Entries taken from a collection
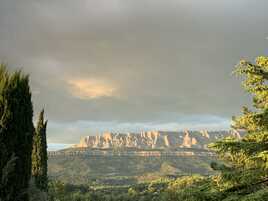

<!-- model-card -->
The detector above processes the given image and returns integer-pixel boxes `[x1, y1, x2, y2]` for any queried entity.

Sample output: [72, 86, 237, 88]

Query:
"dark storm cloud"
[0, 0, 268, 141]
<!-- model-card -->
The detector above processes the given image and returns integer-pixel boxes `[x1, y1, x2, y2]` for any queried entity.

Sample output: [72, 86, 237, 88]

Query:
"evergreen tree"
[212, 57, 268, 192]
[32, 110, 48, 192]
[0, 65, 33, 201]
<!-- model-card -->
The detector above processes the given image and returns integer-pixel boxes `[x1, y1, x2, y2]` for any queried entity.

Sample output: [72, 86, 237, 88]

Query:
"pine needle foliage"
[0, 64, 33, 201]
[32, 110, 48, 192]
[211, 56, 268, 194]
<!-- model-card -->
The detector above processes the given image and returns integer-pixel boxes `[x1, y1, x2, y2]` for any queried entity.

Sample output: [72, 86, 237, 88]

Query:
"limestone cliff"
[74, 130, 240, 149]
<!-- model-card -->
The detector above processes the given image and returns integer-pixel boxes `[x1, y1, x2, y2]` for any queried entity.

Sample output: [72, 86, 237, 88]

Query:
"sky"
[0, 0, 268, 144]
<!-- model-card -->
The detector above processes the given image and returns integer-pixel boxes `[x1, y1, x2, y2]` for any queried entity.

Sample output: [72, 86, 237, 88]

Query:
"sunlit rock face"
[74, 130, 241, 149]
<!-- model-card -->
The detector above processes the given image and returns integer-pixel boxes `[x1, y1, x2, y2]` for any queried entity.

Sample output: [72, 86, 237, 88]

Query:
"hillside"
[48, 131, 240, 185]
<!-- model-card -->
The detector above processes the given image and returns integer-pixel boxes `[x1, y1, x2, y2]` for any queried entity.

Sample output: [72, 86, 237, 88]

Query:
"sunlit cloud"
[68, 79, 117, 99]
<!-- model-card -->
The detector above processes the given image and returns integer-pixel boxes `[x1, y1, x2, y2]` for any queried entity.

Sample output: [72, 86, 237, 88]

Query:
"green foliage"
[32, 110, 48, 192]
[211, 57, 268, 195]
[0, 64, 33, 201]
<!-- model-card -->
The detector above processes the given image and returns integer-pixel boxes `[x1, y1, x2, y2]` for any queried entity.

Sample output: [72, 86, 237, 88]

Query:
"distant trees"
[32, 110, 48, 192]
[212, 57, 268, 193]
[0, 64, 34, 201]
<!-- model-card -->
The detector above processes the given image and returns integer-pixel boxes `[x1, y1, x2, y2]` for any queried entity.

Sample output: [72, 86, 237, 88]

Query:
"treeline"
[0, 64, 48, 201]
[0, 57, 268, 201]
[47, 57, 268, 201]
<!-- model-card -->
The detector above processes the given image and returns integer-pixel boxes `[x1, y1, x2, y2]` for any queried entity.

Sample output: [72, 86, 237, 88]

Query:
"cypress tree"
[212, 57, 268, 192]
[0, 64, 33, 201]
[32, 110, 48, 192]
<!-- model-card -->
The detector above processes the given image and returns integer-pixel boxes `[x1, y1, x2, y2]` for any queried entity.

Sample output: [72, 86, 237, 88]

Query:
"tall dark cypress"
[0, 65, 34, 201]
[32, 110, 48, 192]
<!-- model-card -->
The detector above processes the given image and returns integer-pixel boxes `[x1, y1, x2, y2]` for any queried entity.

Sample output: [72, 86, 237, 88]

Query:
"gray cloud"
[0, 0, 268, 141]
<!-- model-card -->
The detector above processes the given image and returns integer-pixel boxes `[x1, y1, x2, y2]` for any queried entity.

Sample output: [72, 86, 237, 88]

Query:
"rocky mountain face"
[74, 130, 241, 149]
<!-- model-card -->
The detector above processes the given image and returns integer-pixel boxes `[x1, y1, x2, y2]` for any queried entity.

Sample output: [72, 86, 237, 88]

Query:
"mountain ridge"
[72, 130, 243, 149]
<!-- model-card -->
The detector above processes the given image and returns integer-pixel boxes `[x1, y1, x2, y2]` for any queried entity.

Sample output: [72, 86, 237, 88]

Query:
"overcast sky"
[0, 0, 268, 143]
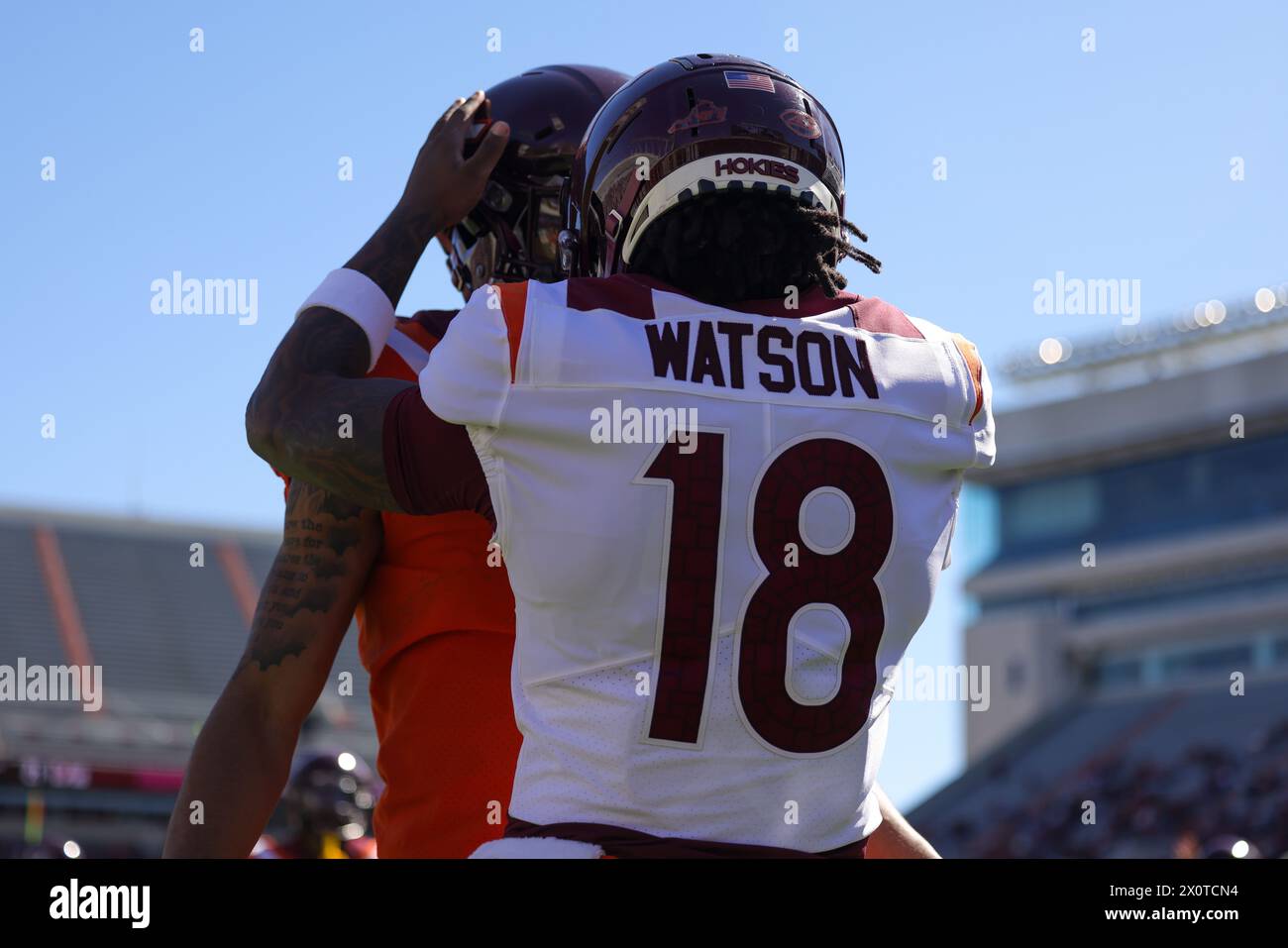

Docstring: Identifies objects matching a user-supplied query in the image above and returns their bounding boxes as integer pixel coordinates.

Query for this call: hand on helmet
[398,91,510,229]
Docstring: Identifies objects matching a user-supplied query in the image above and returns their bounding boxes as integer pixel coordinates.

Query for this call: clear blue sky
[0,0,1288,803]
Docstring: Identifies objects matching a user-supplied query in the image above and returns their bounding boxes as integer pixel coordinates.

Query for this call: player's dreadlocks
[628,190,881,304]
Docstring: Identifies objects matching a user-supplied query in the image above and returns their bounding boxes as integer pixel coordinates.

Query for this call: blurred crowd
[927,717,1288,858]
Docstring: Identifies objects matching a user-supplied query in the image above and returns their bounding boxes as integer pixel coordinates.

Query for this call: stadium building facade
[915,287,1288,855]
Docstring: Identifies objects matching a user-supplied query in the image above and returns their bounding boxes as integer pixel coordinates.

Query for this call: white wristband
[295,267,394,372]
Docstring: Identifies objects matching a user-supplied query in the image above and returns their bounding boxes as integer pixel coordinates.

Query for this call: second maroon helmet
[559,53,845,277]
[447,65,627,295]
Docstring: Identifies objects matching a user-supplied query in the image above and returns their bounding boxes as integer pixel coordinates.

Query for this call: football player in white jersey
[248,54,993,857]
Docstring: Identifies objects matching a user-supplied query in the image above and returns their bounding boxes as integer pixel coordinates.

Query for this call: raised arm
[246,93,509,510]
[163,480,381,857]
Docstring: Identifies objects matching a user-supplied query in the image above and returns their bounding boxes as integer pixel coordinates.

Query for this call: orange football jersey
[280,310,519,859]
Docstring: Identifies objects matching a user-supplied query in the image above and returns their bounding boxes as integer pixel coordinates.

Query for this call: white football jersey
[420,277,993,853]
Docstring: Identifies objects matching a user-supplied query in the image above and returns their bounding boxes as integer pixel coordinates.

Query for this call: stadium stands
[0,510,375,855]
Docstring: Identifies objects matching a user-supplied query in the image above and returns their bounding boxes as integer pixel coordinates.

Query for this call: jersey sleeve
[953,334,997,468]
[420,283,528,428]
[383,387,496,523]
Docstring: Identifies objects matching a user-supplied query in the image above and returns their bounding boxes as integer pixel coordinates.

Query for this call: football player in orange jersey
[239,54,958,858]
[164,65,627,858]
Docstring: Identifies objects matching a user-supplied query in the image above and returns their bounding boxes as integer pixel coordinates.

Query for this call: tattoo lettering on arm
[246,306,413,510]
[237,480,381,675]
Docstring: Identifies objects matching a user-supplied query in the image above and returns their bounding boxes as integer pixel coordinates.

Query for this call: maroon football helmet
[559,53,845,277]
[445,65,628,296]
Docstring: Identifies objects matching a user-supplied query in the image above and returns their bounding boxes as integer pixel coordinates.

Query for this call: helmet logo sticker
[716,155,802,184]
[725,71,774,93]
[667,99,729,136]
[778,108,823,138]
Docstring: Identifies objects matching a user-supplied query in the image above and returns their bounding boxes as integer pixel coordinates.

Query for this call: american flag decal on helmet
[725,71,774,93]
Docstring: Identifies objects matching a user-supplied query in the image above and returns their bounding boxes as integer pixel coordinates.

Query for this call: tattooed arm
[246,93,509,510]
[864,785,940,859]
[163,480,381,858]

The request: Report every line of the material that contains the word "jersey", treating uppercase and lowercase as different.

The solution:
Query for this call: football player in white jersey
Query for this call: orange football jersey
Query for this call: white football jersey
Query for this call: jersey sleeve
Query for this call: football player in orange jersey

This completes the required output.